• Quoted passage:
________

If you have uncertainty about the requirements of your state laws, or are in doubt about how to apply the FLSA new overtime requirements to one or more of your employees, you should always consult a local labor law attorney for guidance.
A Hypothetical Case in Point
Let's say you've hired an employee whom you have called "kitchen manager." She's been with the operation for a long time, and is not a learned professional (i.e., she is not a culinary school graduate). Her duties include opening the restaurant in the morning, prep cooking, and ordering for established inventory levels. Is she exempt? According to Duerr, "most kitchen managers don't qualify as exempt executives. Many kitchen managers are working foremen. The question is, what is their primary duty? Is it management or cooking and other nonexempt tasks?"
Referencing the Treetop Enterprises (Waffle House) case, Duerr noted the court found the managers' primary duty wasn't to manage. Their primary duty was to cook, and that was the key factor: What are they spending most of their time doing? "This can be particularly complex, when assistant general managers have circle management," he said. "The new regulations look at what they are doing 50 percent of the time, and how closely the employee is supervised."
Duerr used the analogy of a ditch digger supervisor. "He is a ditch digger like anyone else but can tell other ditch diggers what to do. Still, if his primary job is to dig ditches, he is not considered exempt for the purposes of the FLSA. Although the title is kitchen manager, if it is not her primary job to manage, she is not covered by the executive exemption."
It's OK Until It is Not
The problem with improperly classifying the aforementioned kitchen manager, and others, as an exempt employee will not be apparent until something goes wrong. "Everything is fine until it's not," said Duerr. "If she believes you've done her wrong, you might have to compute her salary at 55 hours a week, and pay her an additional time and a half for 15 hours a week for the past three or whatever years she has worked for you."

________

• Provided data:
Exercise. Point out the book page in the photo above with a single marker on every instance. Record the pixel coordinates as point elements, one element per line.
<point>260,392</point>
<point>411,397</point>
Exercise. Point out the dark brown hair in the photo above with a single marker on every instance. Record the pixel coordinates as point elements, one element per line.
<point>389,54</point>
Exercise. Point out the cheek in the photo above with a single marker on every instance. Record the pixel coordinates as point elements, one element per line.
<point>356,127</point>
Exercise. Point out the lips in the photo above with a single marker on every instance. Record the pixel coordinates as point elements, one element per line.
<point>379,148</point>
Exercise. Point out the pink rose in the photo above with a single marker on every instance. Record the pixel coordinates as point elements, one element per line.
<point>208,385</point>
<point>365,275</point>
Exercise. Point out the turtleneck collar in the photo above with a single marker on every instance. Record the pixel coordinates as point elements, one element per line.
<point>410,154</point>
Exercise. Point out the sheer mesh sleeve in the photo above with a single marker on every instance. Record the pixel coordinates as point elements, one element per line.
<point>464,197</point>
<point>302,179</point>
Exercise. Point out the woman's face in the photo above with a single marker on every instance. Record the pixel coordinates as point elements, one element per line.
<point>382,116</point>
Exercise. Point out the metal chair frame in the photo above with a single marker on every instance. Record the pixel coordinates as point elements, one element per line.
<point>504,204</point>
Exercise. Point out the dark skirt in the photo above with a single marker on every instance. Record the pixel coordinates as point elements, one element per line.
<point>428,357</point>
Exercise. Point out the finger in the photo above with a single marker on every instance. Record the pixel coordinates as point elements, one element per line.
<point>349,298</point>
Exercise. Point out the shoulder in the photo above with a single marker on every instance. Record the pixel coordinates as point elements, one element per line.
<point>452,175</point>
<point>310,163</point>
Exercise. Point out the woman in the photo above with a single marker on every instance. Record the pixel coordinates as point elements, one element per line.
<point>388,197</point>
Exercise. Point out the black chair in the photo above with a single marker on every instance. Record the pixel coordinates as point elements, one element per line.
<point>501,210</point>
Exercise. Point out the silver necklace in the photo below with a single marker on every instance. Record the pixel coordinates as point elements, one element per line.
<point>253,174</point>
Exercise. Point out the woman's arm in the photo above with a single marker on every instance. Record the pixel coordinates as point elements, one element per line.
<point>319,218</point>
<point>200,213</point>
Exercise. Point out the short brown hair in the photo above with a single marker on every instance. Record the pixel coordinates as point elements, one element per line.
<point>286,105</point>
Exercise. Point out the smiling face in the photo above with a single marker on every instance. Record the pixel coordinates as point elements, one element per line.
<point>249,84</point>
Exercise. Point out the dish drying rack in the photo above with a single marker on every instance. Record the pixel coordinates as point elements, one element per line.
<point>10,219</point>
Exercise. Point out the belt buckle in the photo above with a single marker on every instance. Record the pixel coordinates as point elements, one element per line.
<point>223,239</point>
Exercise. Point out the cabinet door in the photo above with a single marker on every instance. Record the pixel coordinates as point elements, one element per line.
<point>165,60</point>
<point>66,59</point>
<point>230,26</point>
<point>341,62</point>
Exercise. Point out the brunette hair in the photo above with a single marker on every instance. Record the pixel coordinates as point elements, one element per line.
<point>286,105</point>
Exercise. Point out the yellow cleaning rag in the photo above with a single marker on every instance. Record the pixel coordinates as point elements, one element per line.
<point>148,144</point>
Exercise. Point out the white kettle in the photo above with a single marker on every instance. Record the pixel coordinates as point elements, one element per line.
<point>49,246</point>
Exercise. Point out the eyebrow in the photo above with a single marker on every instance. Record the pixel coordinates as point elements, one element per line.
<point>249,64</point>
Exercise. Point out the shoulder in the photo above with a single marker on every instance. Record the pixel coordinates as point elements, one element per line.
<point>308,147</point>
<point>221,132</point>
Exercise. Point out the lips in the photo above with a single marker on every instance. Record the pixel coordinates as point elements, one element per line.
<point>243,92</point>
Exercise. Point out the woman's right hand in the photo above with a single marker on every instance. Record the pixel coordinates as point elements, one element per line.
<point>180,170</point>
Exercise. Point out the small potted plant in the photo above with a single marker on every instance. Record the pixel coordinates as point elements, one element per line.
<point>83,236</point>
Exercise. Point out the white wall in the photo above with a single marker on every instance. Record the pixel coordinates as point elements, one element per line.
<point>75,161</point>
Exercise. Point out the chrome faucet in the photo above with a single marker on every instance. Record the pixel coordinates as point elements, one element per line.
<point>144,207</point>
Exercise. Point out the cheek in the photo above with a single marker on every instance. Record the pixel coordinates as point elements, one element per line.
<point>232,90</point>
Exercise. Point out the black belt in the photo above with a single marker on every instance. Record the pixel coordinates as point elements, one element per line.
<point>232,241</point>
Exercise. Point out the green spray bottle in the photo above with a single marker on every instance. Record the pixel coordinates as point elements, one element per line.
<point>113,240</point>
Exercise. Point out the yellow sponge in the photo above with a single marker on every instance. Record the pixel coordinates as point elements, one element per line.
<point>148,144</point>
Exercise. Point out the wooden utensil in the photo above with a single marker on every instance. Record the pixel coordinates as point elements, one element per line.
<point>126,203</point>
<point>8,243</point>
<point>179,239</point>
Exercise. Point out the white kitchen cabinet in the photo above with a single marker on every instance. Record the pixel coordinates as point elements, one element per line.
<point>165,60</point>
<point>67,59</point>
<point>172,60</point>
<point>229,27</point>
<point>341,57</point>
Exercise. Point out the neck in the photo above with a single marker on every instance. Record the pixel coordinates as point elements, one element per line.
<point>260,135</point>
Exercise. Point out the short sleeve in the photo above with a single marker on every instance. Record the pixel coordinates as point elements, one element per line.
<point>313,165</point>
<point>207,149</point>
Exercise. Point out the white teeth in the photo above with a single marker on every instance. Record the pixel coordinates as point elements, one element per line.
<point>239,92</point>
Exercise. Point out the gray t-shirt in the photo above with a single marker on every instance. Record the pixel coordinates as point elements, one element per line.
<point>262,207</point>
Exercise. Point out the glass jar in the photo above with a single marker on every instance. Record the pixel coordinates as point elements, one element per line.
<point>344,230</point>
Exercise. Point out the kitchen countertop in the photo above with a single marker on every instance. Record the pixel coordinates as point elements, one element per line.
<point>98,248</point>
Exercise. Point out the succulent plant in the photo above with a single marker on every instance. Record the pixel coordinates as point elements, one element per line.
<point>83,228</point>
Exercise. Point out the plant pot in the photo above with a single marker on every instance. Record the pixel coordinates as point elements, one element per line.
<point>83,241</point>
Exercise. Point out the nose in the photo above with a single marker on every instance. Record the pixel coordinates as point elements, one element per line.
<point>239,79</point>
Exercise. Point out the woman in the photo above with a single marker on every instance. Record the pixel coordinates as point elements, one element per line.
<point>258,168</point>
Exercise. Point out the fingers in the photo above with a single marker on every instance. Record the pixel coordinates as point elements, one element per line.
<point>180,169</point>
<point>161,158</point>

________

• Directions:
a: According to the passage on kitchen managers and overtime exemption, what did the court in the Treetop Enterprises (Waffle House) case find the managers' primary duty to be?
b: From the passage on kitchen managers and overtime exemption, reproduce everything from "If you have" down to "attorney for guidance.".

• Results for the exercise:
a: The court found that the managers' primary duty was to cook, not to manage.

b:
If you have uncertainty about the requirements of your state laws, or are in doubt about how to apply the FLSA new overtime requirements to one or more of your employees, you should always consult a local labor law attorney for guidance.